[Exercise task] Extend the World War II timeline after its last entry, keeping its format of a date line followed by a short account of the event.

[Text segment]

________________________

November 23, 1942–February 2, 1943:
Soviet troops counterattacked, breaking through the Hungarian and Romanian lines northwest and southwest of Stalingrad and trapping the German Sixth Army in the city. Forbidden by Hitler to retreat or try to break out of the Soviet ring, the survivors of the Sixth Army surrendered on January 30 and February 2, 1943.
May 13, 1943:
Axis forces in Tunisia surrendered to the Allies, ending the North African campaign.
July 5, 1943:
The Germans launched a massive tank offensive near Kursk in the Soviet Union. The Soviets blunt the attack within a week and begin an offensive initiative of their own.
July 10, 1943:
US and British troops landed in Sicily. By mid-August, the Allies controlled Sicily.
July 25, 1943 :
The Fascist Grand Council deposed Benito Mussolini, enabling Italian marshall Pietro Badoglio to form a new government.

________________________

[Given data]
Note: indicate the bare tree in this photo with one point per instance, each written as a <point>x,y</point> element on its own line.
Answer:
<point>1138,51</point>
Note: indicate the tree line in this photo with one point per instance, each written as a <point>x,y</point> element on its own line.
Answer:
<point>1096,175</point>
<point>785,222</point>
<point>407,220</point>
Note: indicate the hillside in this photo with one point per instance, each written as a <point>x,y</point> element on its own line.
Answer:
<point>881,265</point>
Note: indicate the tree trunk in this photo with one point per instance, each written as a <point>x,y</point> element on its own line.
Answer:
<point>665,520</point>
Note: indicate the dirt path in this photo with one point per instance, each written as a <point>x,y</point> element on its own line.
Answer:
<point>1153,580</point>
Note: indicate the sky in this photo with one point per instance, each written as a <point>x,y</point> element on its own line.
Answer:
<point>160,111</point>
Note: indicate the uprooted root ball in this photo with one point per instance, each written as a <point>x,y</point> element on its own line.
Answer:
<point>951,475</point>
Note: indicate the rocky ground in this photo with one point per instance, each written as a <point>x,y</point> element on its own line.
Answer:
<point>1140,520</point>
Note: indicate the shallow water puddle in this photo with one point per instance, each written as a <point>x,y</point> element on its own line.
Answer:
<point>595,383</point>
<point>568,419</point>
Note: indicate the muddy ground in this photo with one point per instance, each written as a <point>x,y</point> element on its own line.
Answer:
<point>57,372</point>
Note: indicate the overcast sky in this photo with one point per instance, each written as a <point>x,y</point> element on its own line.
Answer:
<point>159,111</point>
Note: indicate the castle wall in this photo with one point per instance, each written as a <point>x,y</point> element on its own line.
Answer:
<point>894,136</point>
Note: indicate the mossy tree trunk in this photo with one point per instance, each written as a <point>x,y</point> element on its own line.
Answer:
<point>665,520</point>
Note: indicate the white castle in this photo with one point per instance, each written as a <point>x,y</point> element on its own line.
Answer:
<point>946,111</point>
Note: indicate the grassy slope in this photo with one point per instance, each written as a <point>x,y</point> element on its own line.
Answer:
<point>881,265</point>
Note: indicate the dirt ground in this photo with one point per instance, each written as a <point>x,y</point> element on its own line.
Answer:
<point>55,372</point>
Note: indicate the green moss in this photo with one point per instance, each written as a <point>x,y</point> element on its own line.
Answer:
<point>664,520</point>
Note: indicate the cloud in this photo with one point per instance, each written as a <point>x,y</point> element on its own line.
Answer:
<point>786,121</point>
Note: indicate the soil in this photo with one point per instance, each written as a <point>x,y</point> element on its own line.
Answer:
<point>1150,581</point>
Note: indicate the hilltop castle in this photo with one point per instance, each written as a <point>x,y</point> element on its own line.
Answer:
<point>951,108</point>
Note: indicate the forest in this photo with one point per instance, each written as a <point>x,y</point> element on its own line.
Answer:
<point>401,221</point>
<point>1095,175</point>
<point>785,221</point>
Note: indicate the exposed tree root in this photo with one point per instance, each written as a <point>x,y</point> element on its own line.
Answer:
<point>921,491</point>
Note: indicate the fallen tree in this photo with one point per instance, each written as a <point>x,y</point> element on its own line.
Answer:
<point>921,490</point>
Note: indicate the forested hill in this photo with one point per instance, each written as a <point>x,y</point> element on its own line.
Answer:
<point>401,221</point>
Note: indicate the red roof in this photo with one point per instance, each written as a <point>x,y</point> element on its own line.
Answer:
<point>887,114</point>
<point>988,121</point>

________________________

[Task output]
September 8, 1943 :
The Badoglio government surrendered unconditionally to the Allies. The Germans immediately seized control of Rome and northern Italy, establishing a puppet Fascist regime under Mussolini, who was freed from imprisonment by German commandos on September 12.
September 9, 1943:
Allied troops landed on the beaches of Salerno near Naples.
November 6, 1943:
Soviet troops liberated Kiev.
January 22, 1944:
Allied troops landed successfully near Anzio, just south of Rome.
March 19, 1944:
Fearing Hungary’s intention to desert the Axis partnership, the Germans occupied Hungary and compelled the regent, Admiral Miklos Horthy, to appoint a pro-German minister-president.
June 4, 1944:
Allied troops liberated Rome. Within six weeks, Anglo-American bombers could hit targets in eastern Germany for the first time.
June 6, 1944:
British and US troops successfully landed on the Normandy beaches of France, opening a “Second Front” against the Germans.
June 22, 1944:
The Soviets launched a massive offensive in eastern Byelorussia (Belarus), destroying the German Army Group Center and driving westward to the Vistula River across from Warsaw in central Poland by August 1.
July 25, 1944:
Anglo-American forces break out of the Normandy beachhead and race eastward towards Paris.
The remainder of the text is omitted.